** SELECTION **
★ ★ ★ ★

# pygmy marmosets



## *mogwai* (Feb 18, 2008)

please don't jump on me this isn't a 'i'm going to post a thread then go out and buy a pair'. i'm genuinley interested about these animals (my other half more than me but never posts here). i'm sure i read recently that they are available as pets but not sure if was here or somewhere else? 

i'm just after general information about these primites and their requirements if kept in captivity.


----------



## TSKA Rory Matier (May 27, 2007)

Hi, 

These might help:

Pygmy Marmoset - Wikipedia, the free encyclopedia

Primate Factsheets: Pygmy marmoset (Callithrix pygmaea)

Pygmy Marmoset

Marmoset Food and Diets

It helps to do as you have written research as much as you can on the species you are thinking of undertaking.

My only other comment would be to remember that primates are not pets, but an exotic species.

Responsible primate keepers shudder at the word primate and pets in the same breath.

HTH

Regards Rory


----------



## *mogwai* (Feb 18, 2008)

lol i know what you mean, i really didn't want to type 'pets' but didn't know what other word to use. 

thanks for those links, i'll have a good read through them.


----------



## *mogwai* (Feb 18, 2008)

thanks for those links, they were very helpful. eyes hurt after reading all that though. 

just a few basic questions. 
how big an enclosure would they need? i know that they need some outside and inside space, heat and uv light, but what dimensions?
and are they best kept in pairs/trios or groups? i get the impression that keeping one on it's own isn't a good idea. 

and if this is a stoopid question, then freel free to say but if you're thinking about keeping primates at some stage in the future, are sugar gliders a good place to start? just from reading this forum sometimes people do make comparisons between sugar gliders and primates. 

thank you


----------



## Emmaj (Dec 3, 2007)

I cant answer questions on primates but i do have 3 suggys and they are fantastic lil critters full of personality and funny to watch 

they are pretty easy too keep and need alot less space than that of a primate 

mine are house in a huge 3 storey cage i have removed some of the shelveing so hey have more jumping space they sleep in lil pouches or nest boxes are better kept as pairs or in a small group they love things to swing on climb on and things to dangle from too 

diet mine get honey water, different baby foods and and a bowl of fruit every evening 


they can become very tame can sugar gliders though you have to have alot of patience with them as they can be very shy too 

also dont let the tiny lil teeth decieve you they hurt like feck lol when they bite :lol2::lol2::lol2:


----------



## anz3001 (Jul 8, 2008)

teshu said:


> and uv light


i know next to nothing about these anilmals but sure ive read uv lights arent a good idea...may be wrong......


----------



## TSKA Rory Matier (May 27, 2007)

teshu said:


> thanks for those links, they were very helpful. eyes hurt after reading all that though.
> 
> just a few basic questions.
> how big an enclosure would they need? i know that they need some outside and inside space, heat and uv light, but what dimensions?
> ...


Hi Again, 

Firstly, Pygmy Marmosets are not that easy to secure, they are not as widely kept as say Cotton Eared marmosets are, also a pair could set a keeper back pending seller of course anywhere between £2000 - £3300, a trio or a group considerably more.

They would need a suitably sized enclosure outside that had access to an internally heated area.

★ ★ ★ ★

** DATA **
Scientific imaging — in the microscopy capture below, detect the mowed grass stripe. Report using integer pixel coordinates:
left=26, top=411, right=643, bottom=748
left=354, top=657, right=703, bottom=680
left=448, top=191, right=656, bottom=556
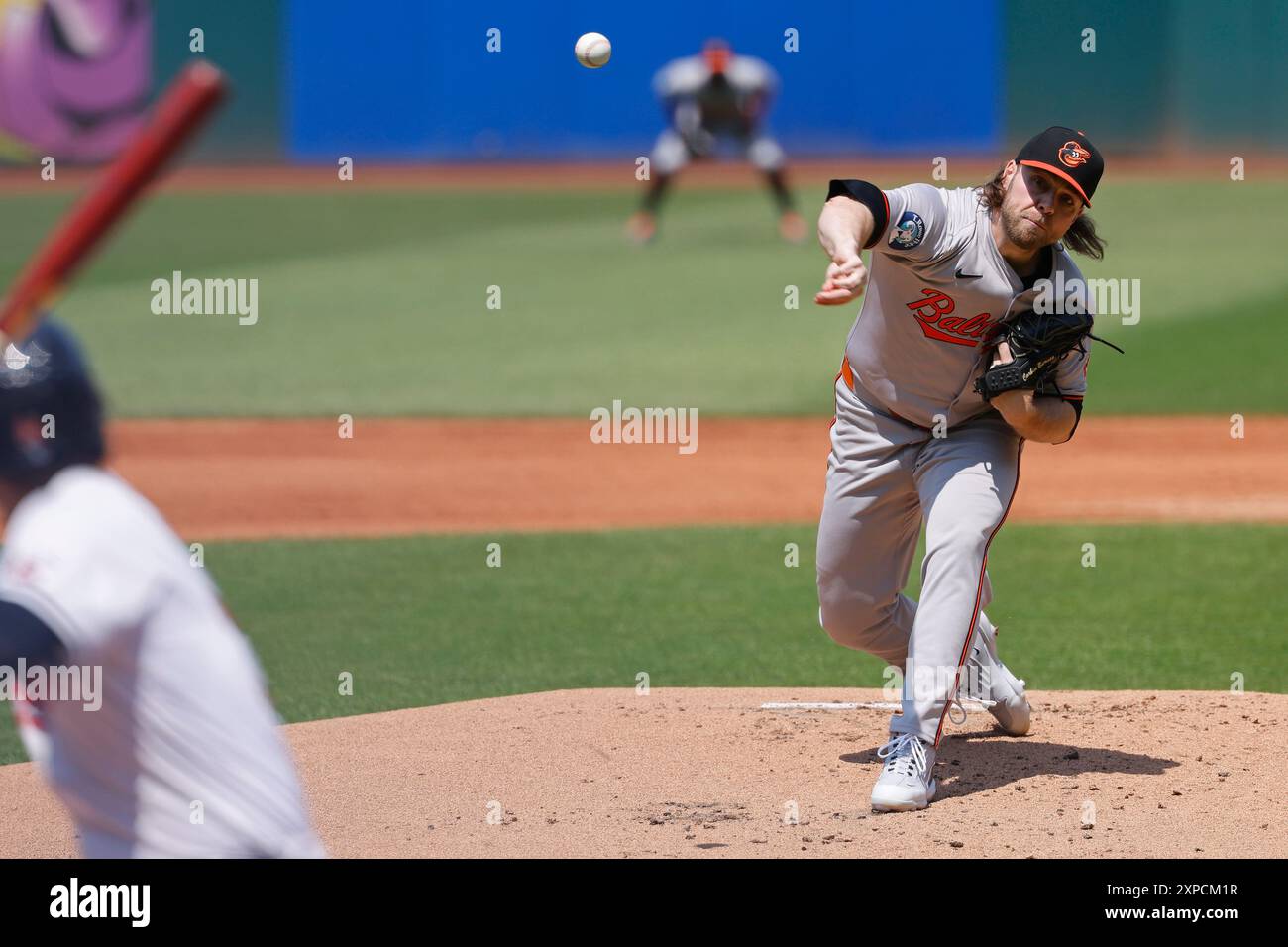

★ ★ ★ ★

** SET TASKS **
1: In the pygmy marmoset thread, what price range does Rory give for a pair?
2: Rewrite the passage of the pygmy marmoset thread between "It helps to" and "an exotic species.", inclusive, putting "wild" in place of "exotic".
3: Turn the paragraph of the pygmy marmoset thread that begins "Firstly, Pygmy Marmosets are not that easy to secure" into a short list of its main facts.

** THE SOLUTIONS **
1: Anywhere between £2000 and £3300, depending on the seller.

2:
It helps to do as you have written research as much as you can on the species you are thinking of undertaking.

My only other comment would be to remember that primates are not pets, but an wild species.

3:
- Pygmy marmosets are not easy to obtain.
- They are not as widely kept as cotton-eared marmosets.
- A pair may cost between £2000 and £3300, depending on the seller.
- A trio or a group costs considerably more.